TASK DATA START

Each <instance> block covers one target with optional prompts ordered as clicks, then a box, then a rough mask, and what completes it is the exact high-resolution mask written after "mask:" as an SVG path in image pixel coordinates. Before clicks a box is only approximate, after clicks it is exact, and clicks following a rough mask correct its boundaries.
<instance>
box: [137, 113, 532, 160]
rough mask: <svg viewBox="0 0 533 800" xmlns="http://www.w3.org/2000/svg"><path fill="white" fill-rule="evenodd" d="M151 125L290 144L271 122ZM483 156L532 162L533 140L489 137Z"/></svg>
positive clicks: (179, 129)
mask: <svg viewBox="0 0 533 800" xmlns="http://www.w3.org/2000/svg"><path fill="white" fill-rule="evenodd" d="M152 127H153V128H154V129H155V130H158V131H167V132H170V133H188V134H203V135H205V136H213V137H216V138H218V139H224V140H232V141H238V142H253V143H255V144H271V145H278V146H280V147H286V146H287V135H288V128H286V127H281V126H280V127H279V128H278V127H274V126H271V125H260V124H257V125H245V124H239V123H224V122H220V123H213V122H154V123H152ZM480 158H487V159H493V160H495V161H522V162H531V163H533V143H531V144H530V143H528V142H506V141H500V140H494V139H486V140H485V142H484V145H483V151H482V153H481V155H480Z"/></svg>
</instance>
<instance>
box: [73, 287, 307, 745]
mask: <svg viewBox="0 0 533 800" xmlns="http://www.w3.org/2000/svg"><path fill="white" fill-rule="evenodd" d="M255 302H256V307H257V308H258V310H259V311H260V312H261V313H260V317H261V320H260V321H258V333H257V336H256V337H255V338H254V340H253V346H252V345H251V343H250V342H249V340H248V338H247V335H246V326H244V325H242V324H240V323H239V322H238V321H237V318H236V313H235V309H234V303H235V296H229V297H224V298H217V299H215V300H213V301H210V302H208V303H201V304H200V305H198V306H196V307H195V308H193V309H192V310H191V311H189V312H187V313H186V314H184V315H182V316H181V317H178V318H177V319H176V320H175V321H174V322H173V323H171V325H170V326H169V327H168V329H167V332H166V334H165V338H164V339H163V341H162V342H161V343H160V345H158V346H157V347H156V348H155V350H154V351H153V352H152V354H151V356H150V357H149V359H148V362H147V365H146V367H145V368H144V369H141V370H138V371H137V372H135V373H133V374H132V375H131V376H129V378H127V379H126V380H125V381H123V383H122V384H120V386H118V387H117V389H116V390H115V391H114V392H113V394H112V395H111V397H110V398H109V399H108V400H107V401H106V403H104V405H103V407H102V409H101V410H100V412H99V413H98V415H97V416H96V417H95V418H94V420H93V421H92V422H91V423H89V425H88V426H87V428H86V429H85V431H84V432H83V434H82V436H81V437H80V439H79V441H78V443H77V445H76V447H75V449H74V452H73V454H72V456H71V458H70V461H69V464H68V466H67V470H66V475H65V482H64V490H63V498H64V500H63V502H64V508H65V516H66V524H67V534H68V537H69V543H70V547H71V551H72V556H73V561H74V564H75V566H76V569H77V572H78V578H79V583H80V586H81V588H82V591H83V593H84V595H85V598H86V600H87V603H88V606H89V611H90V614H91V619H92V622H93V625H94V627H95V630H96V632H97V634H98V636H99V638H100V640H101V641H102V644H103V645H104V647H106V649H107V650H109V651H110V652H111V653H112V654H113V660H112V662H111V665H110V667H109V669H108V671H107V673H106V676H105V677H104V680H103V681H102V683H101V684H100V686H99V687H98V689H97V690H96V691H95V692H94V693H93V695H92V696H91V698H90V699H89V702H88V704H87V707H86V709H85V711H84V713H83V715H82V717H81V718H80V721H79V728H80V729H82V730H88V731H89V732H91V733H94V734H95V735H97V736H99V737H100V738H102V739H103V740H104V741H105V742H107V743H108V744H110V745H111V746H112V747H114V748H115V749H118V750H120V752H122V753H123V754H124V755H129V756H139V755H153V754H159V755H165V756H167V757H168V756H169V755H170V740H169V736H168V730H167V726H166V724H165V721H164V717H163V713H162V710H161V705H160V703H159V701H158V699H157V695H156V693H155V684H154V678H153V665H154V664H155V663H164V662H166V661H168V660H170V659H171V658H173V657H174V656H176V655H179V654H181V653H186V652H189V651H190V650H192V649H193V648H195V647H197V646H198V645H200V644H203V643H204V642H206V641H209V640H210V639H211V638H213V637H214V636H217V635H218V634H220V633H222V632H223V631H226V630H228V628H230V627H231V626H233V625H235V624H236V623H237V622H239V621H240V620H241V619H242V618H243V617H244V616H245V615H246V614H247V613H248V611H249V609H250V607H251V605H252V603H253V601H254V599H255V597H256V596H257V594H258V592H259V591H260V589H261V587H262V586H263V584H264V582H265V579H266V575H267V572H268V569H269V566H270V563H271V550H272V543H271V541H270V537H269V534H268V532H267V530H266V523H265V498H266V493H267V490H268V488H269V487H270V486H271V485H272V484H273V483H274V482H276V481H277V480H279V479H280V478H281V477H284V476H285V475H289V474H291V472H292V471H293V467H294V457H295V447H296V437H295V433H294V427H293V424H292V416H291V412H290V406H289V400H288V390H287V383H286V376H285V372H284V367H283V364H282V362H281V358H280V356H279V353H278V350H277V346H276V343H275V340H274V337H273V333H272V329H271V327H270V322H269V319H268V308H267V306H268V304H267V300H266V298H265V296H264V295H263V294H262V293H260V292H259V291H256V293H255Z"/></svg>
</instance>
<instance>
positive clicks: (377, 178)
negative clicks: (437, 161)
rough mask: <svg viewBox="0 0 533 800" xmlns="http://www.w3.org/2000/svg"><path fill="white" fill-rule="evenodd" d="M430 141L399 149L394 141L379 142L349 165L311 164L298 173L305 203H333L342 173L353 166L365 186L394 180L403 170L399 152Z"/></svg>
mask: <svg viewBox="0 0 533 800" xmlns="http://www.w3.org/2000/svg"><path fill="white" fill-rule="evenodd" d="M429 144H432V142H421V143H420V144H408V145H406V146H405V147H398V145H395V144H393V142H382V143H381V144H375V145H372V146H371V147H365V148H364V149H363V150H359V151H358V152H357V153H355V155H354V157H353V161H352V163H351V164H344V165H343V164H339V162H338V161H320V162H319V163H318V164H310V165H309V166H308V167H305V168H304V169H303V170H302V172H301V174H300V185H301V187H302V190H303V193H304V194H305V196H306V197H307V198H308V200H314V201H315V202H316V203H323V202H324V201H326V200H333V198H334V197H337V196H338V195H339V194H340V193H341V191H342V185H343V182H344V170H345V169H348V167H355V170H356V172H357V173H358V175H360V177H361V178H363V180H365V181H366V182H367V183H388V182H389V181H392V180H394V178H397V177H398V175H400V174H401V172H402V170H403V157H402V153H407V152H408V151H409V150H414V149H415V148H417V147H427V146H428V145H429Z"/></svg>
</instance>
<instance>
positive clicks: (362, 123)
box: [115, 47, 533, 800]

TASK DATA END

WORK TO COMPLETE →
Extract each line of the data above that contains the string "clicks". Case matters.

PROBLEM SOLUTION →
Each <instance> block covers one target with optional prompts ordered as clicks, then a box, then a rough mask, and what completes it is the exact high-resolution mask written after "mask:" as an SVG path in image pixel coordinates. Before clicks a box is only approximate, after clicks it is exact, and clicks following a rough mask correct its boundaries.
positive clicks: (179, 129)
positive clicks: (377, 178)
negative clicks: (437, 161)
positive clicks: (362, 123)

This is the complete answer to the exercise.